Referring expression data
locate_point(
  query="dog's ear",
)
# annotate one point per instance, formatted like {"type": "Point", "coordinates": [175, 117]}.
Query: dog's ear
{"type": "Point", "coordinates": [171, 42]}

● What to produce:
In your reply, restate every entry exactly.

● Answer to the exercise:
locate_point(
  query="dog's ear",
)
# annotate one point per instance, formatted like {"type": "Point", "coordinates": [175, 117]}.
Query: dog's ear
{"type": "Point", "coordinates": [171, 42]}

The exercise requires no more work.